►
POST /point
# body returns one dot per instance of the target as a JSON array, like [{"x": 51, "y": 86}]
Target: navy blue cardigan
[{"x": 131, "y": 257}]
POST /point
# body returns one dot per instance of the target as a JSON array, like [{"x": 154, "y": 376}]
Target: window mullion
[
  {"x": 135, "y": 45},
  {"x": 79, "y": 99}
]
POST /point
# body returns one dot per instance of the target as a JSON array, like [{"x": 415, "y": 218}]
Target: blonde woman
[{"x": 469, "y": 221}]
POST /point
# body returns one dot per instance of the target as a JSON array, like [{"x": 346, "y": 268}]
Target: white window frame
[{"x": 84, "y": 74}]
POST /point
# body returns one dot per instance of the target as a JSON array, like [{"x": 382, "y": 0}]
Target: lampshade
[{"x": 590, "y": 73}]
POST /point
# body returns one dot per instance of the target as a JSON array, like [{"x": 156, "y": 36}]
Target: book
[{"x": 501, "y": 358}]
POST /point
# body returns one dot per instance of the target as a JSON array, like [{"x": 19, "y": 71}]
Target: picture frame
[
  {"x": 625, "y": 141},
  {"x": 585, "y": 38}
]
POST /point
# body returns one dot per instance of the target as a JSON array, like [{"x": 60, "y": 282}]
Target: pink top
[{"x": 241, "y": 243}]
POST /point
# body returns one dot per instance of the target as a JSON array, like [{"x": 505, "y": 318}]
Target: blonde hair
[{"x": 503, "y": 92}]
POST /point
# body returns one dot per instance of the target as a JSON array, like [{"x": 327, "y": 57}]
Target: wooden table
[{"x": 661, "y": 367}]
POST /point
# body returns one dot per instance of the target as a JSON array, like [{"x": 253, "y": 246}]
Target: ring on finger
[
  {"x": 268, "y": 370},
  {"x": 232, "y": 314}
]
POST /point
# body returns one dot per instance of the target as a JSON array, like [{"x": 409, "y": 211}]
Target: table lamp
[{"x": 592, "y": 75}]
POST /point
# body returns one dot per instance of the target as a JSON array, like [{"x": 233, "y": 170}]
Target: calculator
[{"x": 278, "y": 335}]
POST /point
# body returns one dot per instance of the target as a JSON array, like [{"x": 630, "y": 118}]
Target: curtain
◄
**Problem description:**
Word for word, write out the entries above again.

**Your response:**
POST /point
# body returns one dot per instance of the target as a JSON array, like [{"x": 51, "y": 86}]
Target: navy blue cardigan
[{"x": 131, "y": 257}]
POST /point
# body returns one dot per instance of the target as a JSON array, like [{"x": 154, "y": 376}]
Target: window mullion
[
  {"x": 135, "y": 45},
  {"x": 79, "y": 99}
]
POST /point
# body returns one dot per instance of the target as a JSON array, like [{"x": 415, "y": 218}]
Target: blonde woman
[{"x": 469, "y": 221}]
POST /point
# body returns one dot per instance of the target as a JSON array, like [{"x": 346, "y": 268}]
Target: white window frame
[{"x": 84, "y": 74}]
POST /point
# body returns one dot per instance of the target as a JSON array, like [{"x": 382, "y": 0}]
Target: lampshade
[{"x": 590, "y": 73}]
POST /point
# body returns one dot per instance of the target as a JSON array, like [{"x": 156, "y": 36}]
Target: book
[{"x": 501, "y": 358}]
POST /point
# body returns one dot per instance of the target as a JSON array, like [{"x": 19, "y": 71}]
Target: picture frame
[
  {"x": 625, "y": 141},
  {"x": 585, "y": 38}
]
POST /point
# body returns one dot per instance of the target as a JSON array, like [{"x": 60, "y": 282}]
Target: pink top
[{"x": 241, "y": 243}]
POST /point
# body returns one dot per instance of the target as a JSON array, like [{"x": 505, "y": 318}]
Target: blonde hair
[{"x": 503, "y": 92}]
POST /point
# body returns one dot per instance of the target as a JSON array, like [{"x": 327, "y": 57}]
Target: wooden table
[{"x": 661, "y": 367}]
POST /point
# body returns one dot per instance of the target as a JSON array, like [{"x": 253, "y": 246}]
Target: ring on finger
[
  {"x": 268, "y": 370},
  {"x": 232, "y": 314}
]
POST /point
# body returns one dot per instance of the target as a JSON array, like [{"x": 409, "y": 211}]
Target: table lamp
[{"x": 592, "y": 75}]
POST /point
# body returns one dot per instance of the target as a JSON array, like [{"x": 233, "y": 170}]
Target: calculator
[{"x": 278, "y": 335}]
POST /point
# body returns one dot per instance of the target as a JSON array, like [{"x": 630, "y": 118}]
Target: curtain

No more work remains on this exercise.